There is a code path in dequeue_entities() that can set the slice of a
sched_entity to U64_MAX, which sometimes results in a crash.

The offending case is when dequeue_entities() is called to dequeue a
delayed group entity, and then the entity's parent's dequeue is delayed.
In that case:

1. In the if (entity_is_task(se)) else block at the beginning of
   dequeue_entities(), slice is set to
   cfs_rq_min_slice(group_cfs_rq(se)). If the entity was delayed, then
   it has no queued tasks, so cfs_rq_min_slice() returns U64_MAX.
2. The first for_each_sched_entity() loop dequeues the entity.
3. If the entity was its parent's only child, then the next iteration
   tries to dequeue the parent.
4. If the parent's dequeue needs to be delayed, then it breaks from the
   first for_each_sched_entity() loop _without updating slice_.
5. The second for_each_sched_entity() loop sets the parent's ->slice to
   the saved slice, which is still U64_MAX.

This throws off subsequent calculations with potentially catastrophic
results. A manifestation we saw in production was:

6. In update_entity_lag(), se->slice is used to calculate limit, which
   ends up as a huge negative number.
________
# DIRECTIVE
Answer these questions about the description of the dequeue_entities() bug:
1. What does cfs_rq_min_slice() return when the delayed entity has no queued tasks?
2. Which loop sets the parent's ->slice to the saved slice?
3. In update_entity_lag(), what does limit end up as?

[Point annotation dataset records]
________
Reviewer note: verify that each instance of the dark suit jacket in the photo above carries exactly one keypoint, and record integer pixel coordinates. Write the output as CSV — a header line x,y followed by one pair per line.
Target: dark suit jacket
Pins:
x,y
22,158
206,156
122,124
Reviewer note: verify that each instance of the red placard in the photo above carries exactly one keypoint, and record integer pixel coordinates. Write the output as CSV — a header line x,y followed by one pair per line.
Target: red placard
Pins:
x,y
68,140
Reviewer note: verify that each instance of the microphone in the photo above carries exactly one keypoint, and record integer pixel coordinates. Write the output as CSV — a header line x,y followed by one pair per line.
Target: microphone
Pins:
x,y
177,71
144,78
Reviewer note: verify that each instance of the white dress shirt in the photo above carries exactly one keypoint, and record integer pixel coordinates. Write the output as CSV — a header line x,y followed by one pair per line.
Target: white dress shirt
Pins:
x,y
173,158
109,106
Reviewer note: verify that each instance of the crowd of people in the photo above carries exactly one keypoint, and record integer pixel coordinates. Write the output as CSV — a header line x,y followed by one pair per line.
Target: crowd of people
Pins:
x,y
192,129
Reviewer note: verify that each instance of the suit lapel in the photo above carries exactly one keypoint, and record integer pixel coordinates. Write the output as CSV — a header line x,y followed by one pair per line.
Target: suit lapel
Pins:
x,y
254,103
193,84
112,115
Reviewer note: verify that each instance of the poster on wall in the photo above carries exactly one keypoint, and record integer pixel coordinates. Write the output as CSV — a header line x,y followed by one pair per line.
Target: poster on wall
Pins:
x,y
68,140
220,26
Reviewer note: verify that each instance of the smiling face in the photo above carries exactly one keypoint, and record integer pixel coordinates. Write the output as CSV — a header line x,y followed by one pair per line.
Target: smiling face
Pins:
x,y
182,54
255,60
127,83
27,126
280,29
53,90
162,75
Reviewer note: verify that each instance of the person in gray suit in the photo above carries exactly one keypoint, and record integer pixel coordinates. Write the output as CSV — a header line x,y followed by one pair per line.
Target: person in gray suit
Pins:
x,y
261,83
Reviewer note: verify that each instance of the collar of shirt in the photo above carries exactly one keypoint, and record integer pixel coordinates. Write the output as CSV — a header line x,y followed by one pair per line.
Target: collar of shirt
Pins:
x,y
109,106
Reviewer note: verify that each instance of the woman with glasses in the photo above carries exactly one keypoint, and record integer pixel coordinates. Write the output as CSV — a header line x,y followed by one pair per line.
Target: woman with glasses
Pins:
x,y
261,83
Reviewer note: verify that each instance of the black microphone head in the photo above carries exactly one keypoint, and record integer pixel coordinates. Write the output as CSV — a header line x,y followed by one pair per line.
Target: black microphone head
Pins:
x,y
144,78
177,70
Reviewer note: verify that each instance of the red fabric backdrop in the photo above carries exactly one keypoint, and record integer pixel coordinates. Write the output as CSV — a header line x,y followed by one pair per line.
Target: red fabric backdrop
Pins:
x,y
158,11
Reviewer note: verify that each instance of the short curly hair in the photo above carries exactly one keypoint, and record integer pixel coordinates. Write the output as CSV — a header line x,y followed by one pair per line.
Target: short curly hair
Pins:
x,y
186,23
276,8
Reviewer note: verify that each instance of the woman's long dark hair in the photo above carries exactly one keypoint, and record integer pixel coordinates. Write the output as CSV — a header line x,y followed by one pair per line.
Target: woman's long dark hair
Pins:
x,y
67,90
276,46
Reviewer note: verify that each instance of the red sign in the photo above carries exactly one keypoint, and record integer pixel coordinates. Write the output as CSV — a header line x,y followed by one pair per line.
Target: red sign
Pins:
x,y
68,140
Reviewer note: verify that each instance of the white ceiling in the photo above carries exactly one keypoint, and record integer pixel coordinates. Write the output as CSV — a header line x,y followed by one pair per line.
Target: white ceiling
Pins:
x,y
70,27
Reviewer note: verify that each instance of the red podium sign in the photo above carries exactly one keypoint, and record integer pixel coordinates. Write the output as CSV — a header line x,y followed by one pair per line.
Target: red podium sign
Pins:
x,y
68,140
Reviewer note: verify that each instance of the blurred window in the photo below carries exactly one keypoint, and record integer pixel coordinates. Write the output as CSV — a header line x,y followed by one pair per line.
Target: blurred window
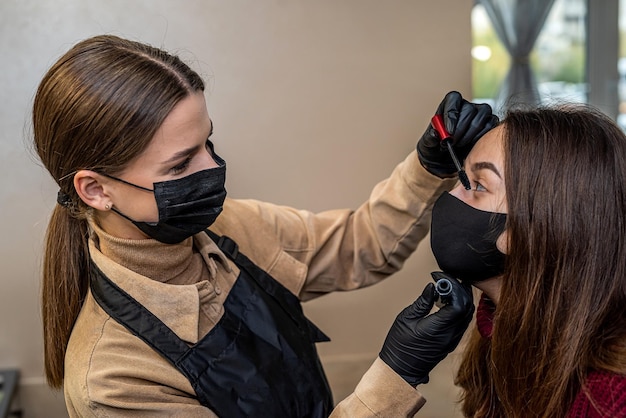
________
# WORKED ANSWER
1. U64_MAX
2. The second for_each_sched_entity() loop
3. A huge negative number